• Exercise aim:
Return each line below that contains the word "above". Case matters.

-------- Information shown

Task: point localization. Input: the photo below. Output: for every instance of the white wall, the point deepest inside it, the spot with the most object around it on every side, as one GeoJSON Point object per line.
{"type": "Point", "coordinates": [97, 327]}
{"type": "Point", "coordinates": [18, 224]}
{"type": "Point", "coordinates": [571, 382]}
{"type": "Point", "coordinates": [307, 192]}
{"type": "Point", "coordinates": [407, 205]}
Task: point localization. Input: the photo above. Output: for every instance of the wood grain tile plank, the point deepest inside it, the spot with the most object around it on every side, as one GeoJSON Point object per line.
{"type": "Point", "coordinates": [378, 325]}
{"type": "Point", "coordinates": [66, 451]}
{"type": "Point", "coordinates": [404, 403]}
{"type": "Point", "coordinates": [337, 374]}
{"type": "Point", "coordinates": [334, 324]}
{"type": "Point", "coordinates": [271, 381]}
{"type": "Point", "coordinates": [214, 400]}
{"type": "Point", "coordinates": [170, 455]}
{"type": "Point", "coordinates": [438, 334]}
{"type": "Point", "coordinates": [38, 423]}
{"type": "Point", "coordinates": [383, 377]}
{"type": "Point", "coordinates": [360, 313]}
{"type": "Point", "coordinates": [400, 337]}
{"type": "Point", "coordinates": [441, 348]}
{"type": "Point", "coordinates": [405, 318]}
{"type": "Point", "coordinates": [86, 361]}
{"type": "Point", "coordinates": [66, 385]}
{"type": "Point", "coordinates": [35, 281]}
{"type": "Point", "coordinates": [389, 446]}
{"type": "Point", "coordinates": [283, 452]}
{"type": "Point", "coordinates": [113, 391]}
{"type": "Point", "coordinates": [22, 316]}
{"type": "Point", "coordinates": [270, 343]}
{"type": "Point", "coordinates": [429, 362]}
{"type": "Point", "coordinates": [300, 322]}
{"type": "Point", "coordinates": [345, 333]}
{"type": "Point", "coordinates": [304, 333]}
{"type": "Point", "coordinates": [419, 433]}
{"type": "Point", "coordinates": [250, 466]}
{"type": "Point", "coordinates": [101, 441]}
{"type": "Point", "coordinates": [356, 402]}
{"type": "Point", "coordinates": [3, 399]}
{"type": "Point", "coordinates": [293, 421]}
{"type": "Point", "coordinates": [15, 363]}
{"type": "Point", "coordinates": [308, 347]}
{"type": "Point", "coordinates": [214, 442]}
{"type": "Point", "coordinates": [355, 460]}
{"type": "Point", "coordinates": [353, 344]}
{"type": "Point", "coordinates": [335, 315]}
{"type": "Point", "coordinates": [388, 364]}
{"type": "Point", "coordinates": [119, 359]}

----------------

• Exercise answer:
Task: point localization. Input: the photo above. Output: for every instance of the wood grain tile plank, the point deepest inside it, the spot with the most object around it on every side, as one GeoJSON Point object per line.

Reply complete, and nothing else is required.